- [Given exercise]: Transcribe all of the material exactly.

- [Source records]:
——————
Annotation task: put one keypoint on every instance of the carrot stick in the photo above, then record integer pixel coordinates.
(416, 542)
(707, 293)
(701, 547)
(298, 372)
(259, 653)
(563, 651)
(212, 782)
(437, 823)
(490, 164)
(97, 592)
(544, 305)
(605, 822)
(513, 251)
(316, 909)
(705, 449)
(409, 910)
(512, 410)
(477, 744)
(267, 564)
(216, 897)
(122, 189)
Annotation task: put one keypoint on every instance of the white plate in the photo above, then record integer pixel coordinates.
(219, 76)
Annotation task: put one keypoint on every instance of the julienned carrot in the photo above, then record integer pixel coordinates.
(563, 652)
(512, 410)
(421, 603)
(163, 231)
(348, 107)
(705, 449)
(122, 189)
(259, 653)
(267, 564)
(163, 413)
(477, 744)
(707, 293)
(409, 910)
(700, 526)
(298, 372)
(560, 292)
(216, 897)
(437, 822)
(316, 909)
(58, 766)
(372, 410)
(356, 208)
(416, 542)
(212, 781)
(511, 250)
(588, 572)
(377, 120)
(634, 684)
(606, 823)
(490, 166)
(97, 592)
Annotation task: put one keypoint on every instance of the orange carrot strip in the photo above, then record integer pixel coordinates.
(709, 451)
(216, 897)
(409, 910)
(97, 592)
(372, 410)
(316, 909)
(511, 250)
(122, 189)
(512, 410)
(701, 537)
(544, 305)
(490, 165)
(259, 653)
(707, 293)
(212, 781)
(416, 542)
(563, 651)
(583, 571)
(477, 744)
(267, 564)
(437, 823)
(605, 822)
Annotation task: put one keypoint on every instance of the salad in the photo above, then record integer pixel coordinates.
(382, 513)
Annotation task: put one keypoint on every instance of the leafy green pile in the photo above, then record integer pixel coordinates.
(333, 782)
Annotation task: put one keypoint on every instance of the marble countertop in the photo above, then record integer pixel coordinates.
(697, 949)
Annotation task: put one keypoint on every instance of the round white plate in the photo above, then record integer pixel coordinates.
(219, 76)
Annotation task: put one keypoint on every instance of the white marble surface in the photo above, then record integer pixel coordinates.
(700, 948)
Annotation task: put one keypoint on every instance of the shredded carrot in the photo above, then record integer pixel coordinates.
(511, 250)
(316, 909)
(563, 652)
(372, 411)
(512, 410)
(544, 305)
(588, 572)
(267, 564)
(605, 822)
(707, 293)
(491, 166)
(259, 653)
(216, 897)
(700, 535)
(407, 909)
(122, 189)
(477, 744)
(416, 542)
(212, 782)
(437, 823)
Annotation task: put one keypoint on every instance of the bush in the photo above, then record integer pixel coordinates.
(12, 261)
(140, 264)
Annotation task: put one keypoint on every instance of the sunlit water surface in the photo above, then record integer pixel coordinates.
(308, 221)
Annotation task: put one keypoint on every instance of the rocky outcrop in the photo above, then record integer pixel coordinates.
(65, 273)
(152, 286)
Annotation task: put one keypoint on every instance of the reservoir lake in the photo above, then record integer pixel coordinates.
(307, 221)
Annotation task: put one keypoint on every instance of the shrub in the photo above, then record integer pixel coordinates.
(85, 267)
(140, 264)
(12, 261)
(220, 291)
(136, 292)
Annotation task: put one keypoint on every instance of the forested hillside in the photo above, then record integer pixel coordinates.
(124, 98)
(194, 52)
——————
- [Solution]:
Annotation task: put one keypoint on every instance of the carrot stick in the photo above, then record integer pixel coordinates.
(416, 542)
(707, 293)
(701, 547)
(298, 372)
(259, 653)
(563, 651)
(212, 782)
(437, 823)
(490, 164)
(97, 592)
(544, 305)
(605, 822)
(513, 251)
(316, 909)
(705, 449)
(409, 910)
(512, 410)
(477, 744)
(267, 564)
(216, 897)
(122, 189)
Annotation task: put one keypoint on every instance of the white plate in the photo above, then record integer pixel coordinates.
(219, 76)
Annotation task: put one keypoint on every instance of the julienned carrot in the photo above, then record integer pixel coordinates.
(563, 652)
(512, 410)
(421, 603)
(163, 231)
(348, 107)
(705, 449)
(122, 189)
(259, 653)
(267, 564)
(163, 413)
(477, 744)
(707, 293)
(409, 910)
(700, 526)
(298, 372)
(560, 292)
(216, 897)
(437, 822)
(316, 909)
(58, 766)
(372, 410)
(356, 208)
(416, 542)
(212, 781)
(511, 250)
(588, 572)
(377, 120)
(634, 684)
(606, 823)
(490, 166)
(97, 592)
Annotation task: put one keypoint on every instance of the orange carrot strip in the photo above, then record integer pixel coordinates.
(709, 451)
(216, 897)
(409, 910)
(97, 592)
(372, 410)
(316, 909)
(511, 250)
(122, 189)
(512, 410)
(701, 537)
(544, 305)
(490, 165)
(259, 653)
(707, 293)
(212, 781)
(416, 542)
(563, 651)
(583, 571)
(477, 744)
(267, 564)
(437, 823)
(605, 822)
Annotation task: put one keypoint on every instance of the salad in the photo above, then record integer pixel coordinates.
(382, 513)
Annotation task: put one keypoint on every instance of the leafy green pile in the photo above, then record integer pixel coordinates.
(333, 782)
Annotation task: put one keypoint on every instance of the marble countertop in the photo above, then record integer pixel coordinates.
(697, 949)
Annotation task: put one keypoint on every instance of the round white plate in the photo above, then record integer pixel coordinates.
(219, 76)
Annotation task: put one keypoint on every instance of the white marble surface in the photo above, then record integer pixel coordinates.
(700, 948)
Annotation task: put one keypoint on every instance of the shredded carrot in the photo above, then record integer pixel coordinates.
(511, 250)
(316, 909)
(563, 652)
(372, 411)
(512, 410)
(544, 305)
(588, 572)
(267, 564)
(605, 822)
(707, 293)
(491, 166)
(259, 653)
(216, 897)
(700, 535)
(407, 909)
(122, 189)
(477, 744)
(416, 542)
(212, 782)
(437, 823)
Annotation task: put one keypoint on every instance of the bush in the photo above, then record integer pixel coordinates.
(12, 261)
(140, 264)
Annotation task: put one keypoint on every instance of the sunlit water surface in the photo above, then record integer pixel coordinates.
(308, 221)
Annotation task: put one keypoint on every instance of the rocky outcrop in the photo above, then record integer pixel coordinates.
(65, 273)
(152, 286)
Annotation task: put one keypoint on every instance of the reservoir lake in the photo above, then record integer pixel coordinates.
(307, 221)
Annotation task: put one keypoint on every instance of the shrub in the photo above, then record integer pixel coordinates.
(85, 267)
(140, 264)
(12, 261)
(220, 291)
(136, 292)
Annotation task: put one keypoint on every instance of the forested hillside in the photo above, then record integer pixel coordinates.
(124, 98)
(194, 52)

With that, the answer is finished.